Extract ▸
........

The group met for two hours in the Weekly’s offices on Friday, July 26. They were joined by Eric Johnson, Ryan Masters and Raul Vasquez of the Weekly. What follows is an edited transcript of the first half of our conversation. (An expanded version is available at mcweekly.com.) Part two will run in next week’s issue of the Weekly.
FRED MEURER: It always boils down to: Who’s going to pay for it?
The state waters are the state’s responsibility. In fact, the state told me I could not regulate kelp harvesting in the water we own. We actually lost a lawsuit over that a couple of years ago when we tried to regulate how much kelp would be taken. They told us it’s theirs. Yet when it comes time to determine the health of the [kelp] forest, that’s our problem.
US REP. SAM FARR The Monterey Bay area congressman and former Monterey County supervisor is the author of the Oceans Act, which established the US Oceans Commission and produced the devastating report on the health of the world’s oceans in 2004, and has worked on ocean-heath issues for two decades.

........

What you need to do ▸
1) From the transcript:
(a) On what day and date did the group meet?
(b) According to the speaker in the second paragraph, what did the state say could not be regulated in the water "we own"?
(c) Which act did Sam Farr author?
2) Set down word for word the part of the transcript between "The group met" and "issue of the Weekly.", inclusive.
Answer using only the transcript.

Data section ▸
........

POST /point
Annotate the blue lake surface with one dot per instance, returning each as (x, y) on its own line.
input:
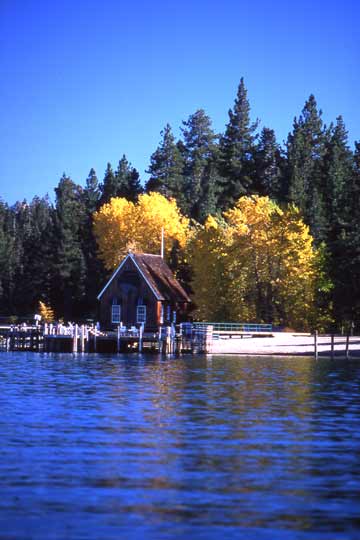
(128, 447)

........

Full answers ▸
1)
(a) Friday, July 26.
(b) Kelp harvesting.
(c) The Oceans Act.

2)
The group met for two hours in the Weekly’s offices on Friday, July 26. They were joined by Eric Johnson, Ryan Masters and Raul Vasquez of the Weekly. What follows is an edited transcript of the first half of our conversation. (An expanded version is available at mcweekly.com.) Part two will run in next week’s issue of the Weekly.